---------- EXCERPTED RECORDS ----------
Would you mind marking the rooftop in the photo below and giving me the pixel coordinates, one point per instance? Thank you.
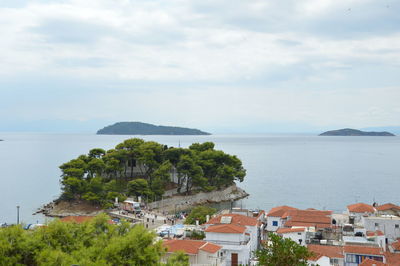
(361, 208)
(279, 211)
(190, 246)
(237, 219)
(226, 228)
(387, 206)
(363, 250)
(328, 251)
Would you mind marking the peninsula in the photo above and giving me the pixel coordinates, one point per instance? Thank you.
(139, 128)
(355, 132)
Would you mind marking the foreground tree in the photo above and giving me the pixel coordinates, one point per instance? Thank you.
(283, 252)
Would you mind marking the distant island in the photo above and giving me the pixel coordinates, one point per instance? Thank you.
(355, 132)
(139, 128)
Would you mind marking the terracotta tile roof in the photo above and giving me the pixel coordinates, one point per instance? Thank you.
(289, 230)
(387, 206)
(360, 208)
(226, 228)
(190, 246)
(396, 245)
(210, 247)
(370, 262)
(279, 211)
(392, 259)
(307, 224)
(306, 213)
(372, 233)
(76, 219)
(328, 251)
(363, 250)
(236, 219)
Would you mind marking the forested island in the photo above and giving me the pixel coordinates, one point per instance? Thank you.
(354, 132)
(147, 169)
(139, 128)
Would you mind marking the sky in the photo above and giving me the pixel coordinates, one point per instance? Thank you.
(219, 65)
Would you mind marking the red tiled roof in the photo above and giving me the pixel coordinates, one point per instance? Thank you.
(396, 245)
(226, 228)
(392, 259)
(387, 206)
(372, 233)
(76, 219)
(306, 213)
(370, 262)
(190, 246)
(236, 219)
(289, 230)
(360, 208)
(328, 251)
(306, 224)
(363, 250)
(279, 211)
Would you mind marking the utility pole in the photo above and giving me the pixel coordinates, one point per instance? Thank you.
(17, 214)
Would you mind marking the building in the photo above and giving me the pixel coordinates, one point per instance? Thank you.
(326, 255)
(354, 255)
(274, 217)
(199, 252)
(358, 210)
(388, 209)
(239, 236)
(297, 234)
(388, 224)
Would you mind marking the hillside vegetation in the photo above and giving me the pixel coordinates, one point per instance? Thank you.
(100, 175)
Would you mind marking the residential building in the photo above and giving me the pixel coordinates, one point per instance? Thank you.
(297, 234)
(274, 217)
(199, 252)
(358, 210)
(326, 255)
(388, 209)
(239, 236)
(388, 224)
(354, 255)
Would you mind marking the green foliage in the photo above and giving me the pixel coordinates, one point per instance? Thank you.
(283, 252)
(199, 213)
(92, 243)
(143, 168)
(178, 259)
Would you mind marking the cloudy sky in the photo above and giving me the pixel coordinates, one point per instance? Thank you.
(218, 65)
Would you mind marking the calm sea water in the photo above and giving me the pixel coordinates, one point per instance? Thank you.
(302, 171)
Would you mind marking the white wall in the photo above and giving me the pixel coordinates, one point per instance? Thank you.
(386, 225)
(270, 226)
(295, 236)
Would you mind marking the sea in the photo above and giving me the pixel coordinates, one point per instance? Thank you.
(300, 170)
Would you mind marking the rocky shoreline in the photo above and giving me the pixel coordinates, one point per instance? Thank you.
(62, 208)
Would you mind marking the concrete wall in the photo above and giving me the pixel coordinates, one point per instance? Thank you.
(386, 225)
(270, 226)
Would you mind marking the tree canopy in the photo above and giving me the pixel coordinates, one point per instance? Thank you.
(146, 168)
(92, 243)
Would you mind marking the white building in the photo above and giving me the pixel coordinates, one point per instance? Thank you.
(297, 234)
(274, 217)
(199, 252)
(239, 235)
(358, 210)
(389, 225)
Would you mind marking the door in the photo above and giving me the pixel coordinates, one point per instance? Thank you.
(234, 259)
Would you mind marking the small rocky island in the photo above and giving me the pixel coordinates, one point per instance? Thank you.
(355, 132)
(139, 128)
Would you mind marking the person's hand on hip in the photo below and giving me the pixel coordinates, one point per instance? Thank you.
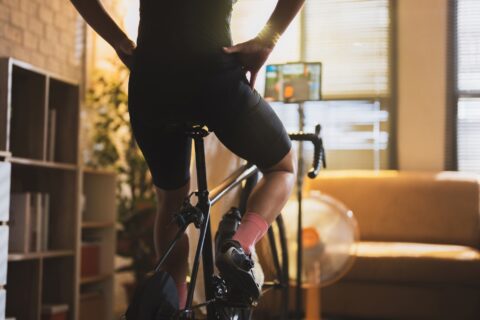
(125, 50)
(252, 55)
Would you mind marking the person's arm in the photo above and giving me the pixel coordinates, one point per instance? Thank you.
(255, 52)
(95, 15)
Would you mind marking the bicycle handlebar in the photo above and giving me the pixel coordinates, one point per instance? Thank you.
(318, 152)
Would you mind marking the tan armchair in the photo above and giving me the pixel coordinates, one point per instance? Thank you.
(419, 254)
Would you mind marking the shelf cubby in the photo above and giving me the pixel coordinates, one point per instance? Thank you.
(23, 290)
(27, 112)
(99, 197)
(62, 122)
(56, 284)
(61, 186)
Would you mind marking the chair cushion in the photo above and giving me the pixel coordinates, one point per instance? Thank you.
(416, 262)
(426, 207)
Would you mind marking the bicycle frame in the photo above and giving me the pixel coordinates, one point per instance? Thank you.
(200, 215)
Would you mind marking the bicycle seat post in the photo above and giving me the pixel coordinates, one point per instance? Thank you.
(197, 133)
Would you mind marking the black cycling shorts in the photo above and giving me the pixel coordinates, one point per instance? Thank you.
(161, 100)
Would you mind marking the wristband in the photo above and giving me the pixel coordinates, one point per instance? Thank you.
(269, 36)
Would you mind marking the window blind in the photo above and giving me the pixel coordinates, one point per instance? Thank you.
(468, 85)
(351, 38)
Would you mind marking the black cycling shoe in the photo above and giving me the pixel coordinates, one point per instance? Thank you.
(227, 227)
(236, 268)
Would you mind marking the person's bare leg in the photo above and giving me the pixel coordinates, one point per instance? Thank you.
(169, 202)
(273, 190)
(264, 204)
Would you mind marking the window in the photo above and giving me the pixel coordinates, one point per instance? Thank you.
(352, 40)
(468, 85)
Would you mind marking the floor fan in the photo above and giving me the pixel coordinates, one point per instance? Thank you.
(330, 236)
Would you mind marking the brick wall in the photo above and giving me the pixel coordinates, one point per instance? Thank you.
(45, 33)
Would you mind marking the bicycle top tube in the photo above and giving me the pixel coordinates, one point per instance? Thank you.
(241, 174)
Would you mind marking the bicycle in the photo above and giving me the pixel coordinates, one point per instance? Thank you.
(220, 301)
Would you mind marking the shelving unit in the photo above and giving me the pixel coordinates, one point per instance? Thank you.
(39, 139)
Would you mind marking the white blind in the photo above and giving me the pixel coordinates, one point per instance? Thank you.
(468, 45)
(351, 39)
(468, 63)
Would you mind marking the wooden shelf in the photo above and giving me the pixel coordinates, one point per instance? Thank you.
(94, 279)
(40, 137)
(12, 257)
(5, 154)
(97, 224)
(42, 163)
(98, 171)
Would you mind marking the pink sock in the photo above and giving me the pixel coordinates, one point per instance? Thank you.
(251, 230)
(182, 294)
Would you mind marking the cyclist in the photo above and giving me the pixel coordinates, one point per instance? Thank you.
(184, 69)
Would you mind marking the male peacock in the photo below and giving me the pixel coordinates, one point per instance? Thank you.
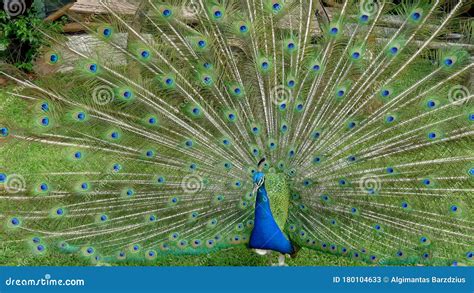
----------
**WRITTEN INSTRUCTION**. Locate each line in the rows that contains the word "building", and copy every such line.

**SOLUTION TO THIS EXERCISE**.
Would you mind marking the building in the photo above and giving me the pixel coordinates, one point per instance? Thank you.
Would you mind marking the residential building in the photo above and giving me the pixel coordinates, one point per instance? Thank you.
Would you mind marking the white building in the photo above and giving me the pixel coordinates, one point per instance? Thank you.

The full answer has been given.